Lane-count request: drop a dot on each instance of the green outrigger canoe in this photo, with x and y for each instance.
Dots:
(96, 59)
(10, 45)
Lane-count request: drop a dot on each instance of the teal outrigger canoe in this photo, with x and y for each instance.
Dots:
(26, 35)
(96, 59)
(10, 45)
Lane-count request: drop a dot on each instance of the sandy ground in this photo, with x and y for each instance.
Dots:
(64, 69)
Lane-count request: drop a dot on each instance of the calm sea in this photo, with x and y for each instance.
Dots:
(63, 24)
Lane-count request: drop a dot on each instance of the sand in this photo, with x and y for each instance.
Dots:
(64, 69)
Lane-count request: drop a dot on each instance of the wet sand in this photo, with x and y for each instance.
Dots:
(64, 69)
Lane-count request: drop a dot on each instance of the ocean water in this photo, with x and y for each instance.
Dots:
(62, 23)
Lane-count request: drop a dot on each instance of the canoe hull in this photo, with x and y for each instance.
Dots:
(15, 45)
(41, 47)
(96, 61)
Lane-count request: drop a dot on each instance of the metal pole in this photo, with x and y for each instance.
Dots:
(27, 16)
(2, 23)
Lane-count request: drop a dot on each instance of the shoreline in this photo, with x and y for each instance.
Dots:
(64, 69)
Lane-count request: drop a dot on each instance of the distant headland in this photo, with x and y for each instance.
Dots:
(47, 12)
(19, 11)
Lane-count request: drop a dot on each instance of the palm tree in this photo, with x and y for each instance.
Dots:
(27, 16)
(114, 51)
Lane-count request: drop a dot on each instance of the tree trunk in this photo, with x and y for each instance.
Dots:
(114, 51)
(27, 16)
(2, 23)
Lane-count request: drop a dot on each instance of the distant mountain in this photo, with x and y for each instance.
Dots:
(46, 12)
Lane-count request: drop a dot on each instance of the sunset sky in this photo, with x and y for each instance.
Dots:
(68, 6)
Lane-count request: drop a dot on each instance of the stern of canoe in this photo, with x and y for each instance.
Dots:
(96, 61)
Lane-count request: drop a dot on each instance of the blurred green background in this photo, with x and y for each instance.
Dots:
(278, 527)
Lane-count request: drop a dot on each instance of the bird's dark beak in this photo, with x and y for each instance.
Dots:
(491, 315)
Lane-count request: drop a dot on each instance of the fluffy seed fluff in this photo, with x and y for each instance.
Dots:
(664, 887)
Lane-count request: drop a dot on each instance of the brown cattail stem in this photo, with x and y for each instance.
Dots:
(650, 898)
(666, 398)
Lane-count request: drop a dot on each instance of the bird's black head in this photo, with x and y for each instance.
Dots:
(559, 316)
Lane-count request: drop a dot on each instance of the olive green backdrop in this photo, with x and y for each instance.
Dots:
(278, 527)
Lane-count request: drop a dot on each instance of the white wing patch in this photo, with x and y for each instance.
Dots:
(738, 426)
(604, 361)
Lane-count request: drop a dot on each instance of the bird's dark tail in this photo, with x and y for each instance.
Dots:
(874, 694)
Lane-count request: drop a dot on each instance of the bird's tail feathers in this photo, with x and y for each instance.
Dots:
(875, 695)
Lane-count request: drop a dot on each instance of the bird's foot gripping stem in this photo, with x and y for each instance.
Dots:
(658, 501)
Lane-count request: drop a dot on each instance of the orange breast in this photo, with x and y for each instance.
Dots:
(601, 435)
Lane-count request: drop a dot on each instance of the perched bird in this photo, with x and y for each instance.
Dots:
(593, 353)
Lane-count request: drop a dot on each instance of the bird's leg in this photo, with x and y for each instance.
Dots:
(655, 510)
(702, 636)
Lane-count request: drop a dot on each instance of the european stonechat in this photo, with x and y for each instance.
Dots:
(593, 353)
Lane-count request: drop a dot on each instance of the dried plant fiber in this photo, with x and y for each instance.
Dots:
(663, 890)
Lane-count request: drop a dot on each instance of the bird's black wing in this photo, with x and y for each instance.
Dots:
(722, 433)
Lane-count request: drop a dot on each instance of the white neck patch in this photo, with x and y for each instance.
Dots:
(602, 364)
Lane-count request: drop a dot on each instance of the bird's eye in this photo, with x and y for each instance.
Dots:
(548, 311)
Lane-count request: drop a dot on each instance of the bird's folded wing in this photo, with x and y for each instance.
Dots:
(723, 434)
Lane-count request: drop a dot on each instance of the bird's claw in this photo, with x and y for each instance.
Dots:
▬▬▬▬▬▬▬▬▬▬
- **Exercise details**
Can you recast all of the items above as a numbered list, dropping any blank lines?

- **Solution to the problem**
1. Lane-count request: drop a dot on each instance of the green outrigger canoe in this photo, with x and y for each instance.
2. Dots:
3. (96, 59)
4. (10, 45)
5. Lane-count request: drop a dot on each instance of the teal outrigger canoe in this photo, with x and y for each instance.
6. Dots:
7. (26, 35)
8. (96, 59)
9. (10, 45)
10. Lane-count request: drop a dot on each instance of the sandy ground in this photo, with x and y for each instance.
11. Dots:
12. (64, 69)
13. Lane-count request: drop a dot on each instance of the calm sea in this photo, with x and y for each instance.
14. Dots:
15. (63, 24)
16. Lane-count request: drop a dot on each instance of the sand in this photo, with x and y for each instance.
17. Dots:
18. (64, 69)
19. Lane-count request: drop a dot on each instance of the wet sand in this photo, with x and y for each instance.
20. Dots:
21. (64, 69)
22. Lane-count request: drop a dot on each instance of the ocean water in this photo, with x and y for each instance.
23. Dots:
24. (62, 23)
25. Lane-count request: drop a dot on each instance of the canoe hull in this photo, with x and y for each instance.
26. Dots:
27. (15, 45)
28. (41, 47)
29. (96, 61)
30. Lane-count request: drop a dot on each instance of the metal pole in this photo, with x and y for each instance.
31. Dots:
32. (27, 16)
33. (2, 23)
34. Lane-count request: drop a dot on each instance of the shoreline in this photo, with x and y for each instance.
35. Dots:
36. (64, 69)
37. Lane-count request: drop a dot on each instance of the distant headland in this photo, with x and y for each instance.
38. Dots:
39. (47, 12)
40. (19, 11)
41. Lane-count request: drop a dot on each instance of the palm tree in this photo, with x and y for each instance.
42. Dots:
43. (27, 16)
44. (114, 51)
45. Lane-count request: drop a dot on each instance of the tree trunk in this photo, with x and y for each instance.
46. Dots:
47. (114, 51)
48. (27, 16)
49. (2, 23)
50. Lane-count request: drop a dot on each instance of the distant mountain in this photo, with x and y for each instance.
51. Dots:
52. (46, 12)
53. Lane-count request: drop a dot on each instance of the sunset sky in this photo, with x and y for each instance.
54. Dots:
55. (68, 6)
56. Lane-count request: drop a dot on each instance of the stern of canoe in this photo, with x and y for each instance.
57. Dots:
58. (96, 61)
59. Lane-count request: drop a dot on each instance of the blurred green background in this photo, with x and y for each instance.
60. Dots:
61. (278, 527)
62. Lane-count request: drop a dot on each instance of the bird's dark beak in this photo, with x and y for each instance.
63. Dots:
64. (491, 315)
65. Lane-count request: drop a dot on each instance of the fluffy seed fluff in this photo, with x and y for each instance.
66. Dots:
67. (664, 887)
68. Lane-count request: drop a dot on each instance of the brown cattail stem in this photo, with x and y for each instance.
69. Dots:
70. (650, 898)
71. (666, 398)
72. Lane-count request: drop a dot on each instance of the bird's black head in this photo, with x and y for each instance.
73. Dots:
74. (559, 316)
75. Lane-count request: drop a dot on each instance of the olive green backdrop in this photo, with x and y for each instance.
76. Dots:
77. (278, 527)
78. Lane-count request: drop a dot on each instance of the white wing patch in this photo, with x and y for each instance.
79. Dots:
80. (738, 426)
81. (604, 361)
82. Lane-count request: drop a dot on each instance of the bird's dark tail in this photo, with x and y for each instance.
83. Dots:
84. (874, 694)
85. Lane-count request: drop a dot on each instance of the bird's tail feathers in this photo, with x and y for each instance.
86. Dots:
87. (875, 695)
88. Lane-count request: drop a dot on each instance of the bird's foot gripping stem in this photo, with x and y for each instance.
89. Dots:
90. (658, 501)
91. Lane-count request: drop a dot on each instance of the orange breast in this photo, with x and y for each instance.
92. Dots:
93. (601, 435)
94. Lane-count request: drop a dot on each instance of the perched bird in this photo, with x and y for each instance.
95. Dots:
96. (593, 353)
97. Lane-count request: drop a dot on each instance of the bird's leg in this photo, with x and y for each instance.
98. Dots:
99. (655, 510)
100. (702, 636)
101. Lane-count request: drop a dot on each instance of the european stonechat in this photo, with x and y for each instance.
102. Dots:
103. (593, 353)
104. Lane-count request: drop a dot on each instance of the dried plant fiber in this photo, with x and y for each instance.
105. Dots:
106. (663, 890)
107. Lane-count request: drop a dot on each instance of the bird's black wing in this photo, with x and y for each instance.
108. Dots:
109. (722, 433)
110. Lane-count request: drop a dot on each instance of the white neck patch in this photo, with x and y for each instance.
111. Dots:
112. (602, 364)
113. Lane-count request: drop a dot on each instance of the bird's eye in this photo, with x and y for each instance.
114. Dots:
115. (548, 311)
116. Lane-count request: drop a dot on each instance of the bird's folded wing in this photo, with x and y for each instance.
117. Dots:
118. (723, 434)
119. Lane-count request: drop a dot on each instance of the bird's claw in this photo, with x and y for each instance.
120. Dots:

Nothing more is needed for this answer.